Exercise aim:
All lines of the material must be output verbatim.

******

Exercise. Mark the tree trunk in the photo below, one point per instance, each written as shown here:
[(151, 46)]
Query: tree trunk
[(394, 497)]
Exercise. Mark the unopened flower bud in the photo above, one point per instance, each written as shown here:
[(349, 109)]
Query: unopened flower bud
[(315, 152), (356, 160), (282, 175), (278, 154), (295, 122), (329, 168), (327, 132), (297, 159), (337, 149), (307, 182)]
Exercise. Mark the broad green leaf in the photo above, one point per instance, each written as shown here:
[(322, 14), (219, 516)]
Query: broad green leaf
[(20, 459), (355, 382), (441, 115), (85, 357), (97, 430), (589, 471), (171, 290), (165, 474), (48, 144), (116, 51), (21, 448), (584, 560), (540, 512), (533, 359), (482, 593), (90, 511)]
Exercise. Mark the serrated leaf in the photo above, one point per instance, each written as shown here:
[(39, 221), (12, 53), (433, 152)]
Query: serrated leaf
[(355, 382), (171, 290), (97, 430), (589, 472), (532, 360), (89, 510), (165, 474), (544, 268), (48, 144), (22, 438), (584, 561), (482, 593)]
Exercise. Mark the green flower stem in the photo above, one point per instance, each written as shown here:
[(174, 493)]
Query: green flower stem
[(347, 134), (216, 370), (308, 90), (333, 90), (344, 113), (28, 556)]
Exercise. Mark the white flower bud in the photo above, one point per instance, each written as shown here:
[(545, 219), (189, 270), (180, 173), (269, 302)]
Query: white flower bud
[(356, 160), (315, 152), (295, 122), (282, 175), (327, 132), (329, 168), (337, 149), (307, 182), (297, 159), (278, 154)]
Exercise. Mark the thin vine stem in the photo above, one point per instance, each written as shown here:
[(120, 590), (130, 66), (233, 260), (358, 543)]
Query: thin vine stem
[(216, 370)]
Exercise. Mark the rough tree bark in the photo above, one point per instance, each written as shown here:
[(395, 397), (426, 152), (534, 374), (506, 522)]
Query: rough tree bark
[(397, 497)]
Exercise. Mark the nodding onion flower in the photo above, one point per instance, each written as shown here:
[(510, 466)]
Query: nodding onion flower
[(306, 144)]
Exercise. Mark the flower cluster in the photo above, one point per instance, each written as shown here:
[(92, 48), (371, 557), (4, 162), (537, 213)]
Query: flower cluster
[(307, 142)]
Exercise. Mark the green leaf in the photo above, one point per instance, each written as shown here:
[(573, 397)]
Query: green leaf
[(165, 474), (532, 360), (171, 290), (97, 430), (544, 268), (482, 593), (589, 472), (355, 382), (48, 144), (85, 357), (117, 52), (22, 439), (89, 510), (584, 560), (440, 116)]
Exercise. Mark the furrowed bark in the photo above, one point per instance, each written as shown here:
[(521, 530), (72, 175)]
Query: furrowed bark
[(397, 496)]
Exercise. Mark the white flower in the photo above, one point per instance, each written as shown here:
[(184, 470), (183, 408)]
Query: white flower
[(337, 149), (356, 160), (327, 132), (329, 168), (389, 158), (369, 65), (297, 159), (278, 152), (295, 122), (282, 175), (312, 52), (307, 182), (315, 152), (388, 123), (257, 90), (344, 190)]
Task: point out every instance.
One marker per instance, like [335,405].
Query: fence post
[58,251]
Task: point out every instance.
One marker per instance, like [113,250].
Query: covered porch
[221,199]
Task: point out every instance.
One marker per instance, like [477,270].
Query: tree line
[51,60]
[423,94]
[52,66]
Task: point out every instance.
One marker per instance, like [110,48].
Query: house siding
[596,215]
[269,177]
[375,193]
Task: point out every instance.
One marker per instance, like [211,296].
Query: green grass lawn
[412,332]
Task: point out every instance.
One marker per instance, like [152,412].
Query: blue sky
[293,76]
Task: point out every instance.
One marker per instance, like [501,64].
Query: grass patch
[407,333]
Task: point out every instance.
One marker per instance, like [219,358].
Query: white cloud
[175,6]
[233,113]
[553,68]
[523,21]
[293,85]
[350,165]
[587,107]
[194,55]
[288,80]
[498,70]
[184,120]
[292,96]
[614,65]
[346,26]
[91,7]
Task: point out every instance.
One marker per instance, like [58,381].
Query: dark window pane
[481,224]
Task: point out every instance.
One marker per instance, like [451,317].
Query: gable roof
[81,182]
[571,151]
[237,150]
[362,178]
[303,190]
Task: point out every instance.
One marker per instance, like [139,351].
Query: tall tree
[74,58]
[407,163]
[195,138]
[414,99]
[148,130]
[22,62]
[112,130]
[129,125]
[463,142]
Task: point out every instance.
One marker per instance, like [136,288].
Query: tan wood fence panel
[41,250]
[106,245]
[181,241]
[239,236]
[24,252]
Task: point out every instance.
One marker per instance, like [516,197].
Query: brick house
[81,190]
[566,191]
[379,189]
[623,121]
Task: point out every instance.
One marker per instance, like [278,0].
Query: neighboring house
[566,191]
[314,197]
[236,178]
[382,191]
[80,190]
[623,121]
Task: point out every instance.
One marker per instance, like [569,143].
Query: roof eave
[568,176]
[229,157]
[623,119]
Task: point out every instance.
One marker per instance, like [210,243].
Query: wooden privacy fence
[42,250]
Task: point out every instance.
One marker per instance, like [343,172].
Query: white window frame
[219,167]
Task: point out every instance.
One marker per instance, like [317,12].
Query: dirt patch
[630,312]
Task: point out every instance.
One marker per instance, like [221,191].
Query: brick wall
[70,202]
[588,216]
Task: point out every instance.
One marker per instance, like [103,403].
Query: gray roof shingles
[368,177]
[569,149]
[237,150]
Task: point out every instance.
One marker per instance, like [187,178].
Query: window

******

Answer area:
Exercise. Mark the tree trunk in the photo below, one point per instance, each written as shown here:
[(151, 46)]
Query: tree trunk
[(394, 497)]
Exercise. Mark the unopened flower bud in the photo above, one point per instance, each written as shown here:
[(349, 109)]
Query: unopened flower bud
[(315, 152), (356, 160), (282, 175), (278, 154), (295, 122), (329, 168), (327, 132), (297, 159), (337, 149), (307, 182)]
Exercise. Mark the broad green leaf in the photo above, one point per instance, each written as shown here:
[(322, 14), (219, 516)]
Query: broad green leaf
[(20, 459), (355, 382), (441, 115), (85, 357), (97, 430), (589, 471), (171, 290), (165, 474), (48, 144), (116, 51), (21, 448), (584, 560), (540, 512), (533, 359), (482, 593), (90, 511)]
Exercise. Mark the serrated leaf in the photo above, one point per instance, each written as shown here:
[(39, 221), (12, 53), (433, 152)]
Query: serrated leaf
[(355, 382), (171, 290), (97, 430), (589, 472), (532, 360), (89, 510), (165, 474), (544, 268), (48, 144), (22, 438), (584, 561), (482, 593)]
Exercise. Mark the green flower stem in the photo above, one point per instance, each written as shown here:
[(174, 493)]
Query: green flower stem
[(347, 134), (216, 370), (308, 90), (333, 90), (344, 113), (28, 556)]
Exercise. Mark the white flower bud in the photo above, one point per instance, each written as shown here:
[(545, 219), (189, 270), (180, 173), (269, 302)]
Query: white flower bud
[(356, 160), (315, 152), (295, 122), (282, 175), (327, 132), (329, 168), (337, 149), (307, 182), (297, 159), (278, 154)]
Exercise. Mark the thin vine stem in the photo above, one point per instance, each written as shown here:
[(120, 590), (130, 66), (233, 260), (358, 543)]
Query: thin vine stem
[(216, 370)]
Exercise. Mark the rough tree bark in the photo above, one point per instance, each written as shown here:
[(395, 397), (426, 152), (534, 374), (506, 522)]
Query: rough tree bark
[(397, 497)]
Exercise. Mark the nodding onion flower in the photo above, one point per instance, each written as shown here:
[(510, 466)]
Query: nodding onion flower
[(306, 144)]
Exercise. Mark the flower cluster in the photo above, one point per instance, each written as shown here:
[(92, 48), (371, 557), (4, 162), (537, 213)]
Query: flower cluster
[(307, 142)]
Exercise. Mark the green leaf in the photo above, one point per instance, each written as shown here:
[(573, 397)]
Query: green leaf
[(165, 474), (532, 360), (171, 290), (97, 430), (544, 268), (482, 593), (589, 472), (355, 382), (48, 144), (85, 357), (117, 52), (22, 439), (89, 510), (584, 560), (440, 116)]
Exercise. Mark the furrowed bark in the photo above, one point per instance, each written as shown here:
[(521, 530), (72, 175)]
Query: furrowed bark
[(397, 496)]
Exercise. Mark the white flower in the photo above, one point per instance, each written as shown here:
[(184, 470), (183, 408)]
Query: white flower
[(337, 149), (356, 160), (327, 132), (329, 168), (389, 158), (369, 65), (297, 159), (278, 152), (295, 122), (282, 175), (312, 52), (307, 182), (315, 152), (388, 123), (257, 90), (344, 190)]
Task: point out every instance.
One marker per instance, like [335,405].
Query: fence post
[58,251]
Task: point out every instance.
One marker per instance, like [113,250].
Query: covered porch
[221,199]
Task: point out every instance.
One marker per instance, like [477,270].
Query: tree line
[51,60]
[423,94]
[52,66]
Task: point out every instance.
One marker per instance, like [110,48].
Query: house siding
[596,215]
[269,177]
[375,193]
Task: point out every instance.
One marker per instance, like [211,296].
Query: green grass lawn
[412,332]
Task: point out every instance.
One marker per instance, like [152,412].
Query: blue sky
[293,76]
Task: point out every instance.
One marker per instance, like [501,64].
Query: grass patch
[407,333]
Task: point out every instance.
One marker per instance, like [219,358].
Query: white cloud
[175,6]
[233,113]
[553,68]
[523,21]
[293,85]
[350,165]
[587,107]
[194,55]
[288,80]
[498,70]
[184,120]
[292,96]
[614,65]
[346,26]
[91,7]
Task: point out every instance.
One marker per instance, like [58,381].
Query: dark window pane
[481,224]
Task: point out every instance.
One marker per instance, like [451,317].
Query: gable roof
[81,182]
[571,151]
[237,150]
[362,178]
[303,190]
Task: point out every instance.
One marker per instance, like [139,351].
Query: tall tree
[74,58]
[407,163]
[195,138]
[414,99]
[148,130]
[22,62]
[112,130]
[129,125]
[463,142]
Task: point out every instance.
One marker per instance, like [136,288].
Query: tan wood fence panel
[41,250]
[106,245]
[181,241]
[239,236]
[24,252]
Task: point out every instance.
One marker per instance, like [516,197].
Query: brick house
[81,190]
[566,191]
[379,189]
[623,121]
Task: point out every instance.
One marker per instance, like [278,0].
Query: neighboring house
[566,191]
[314,197]
[236,178]
[382,191]
[80,190]
[623,121]
Task: point out every instance.
One marker per instance, like [569,143].
Query: roof eave
[568,176]
[229,157]
[623,119]
Task: point out every instance.
One marker per instance, like [210,243].
Query: wooden privacy fence
[42,250]
Task: point out every instance.
One marker per instance, like [343,172].
Query: white window frame
[219,167]
Task: point out every instance.
One marker per instance, like [317,12].
Query: dirt patch
[630,312]
Task: point out every instance.
One marker per instance, like [221,191].
Query: brick wall
[70,202]
[588,216]
Task: point out every instance.
One marker per instance, like [103,403].
Query: gray roof shingles
[368,177]
[569,149]
[237,150]
Task: point out every instance.
One marker per instance, like [187,178].
Query: window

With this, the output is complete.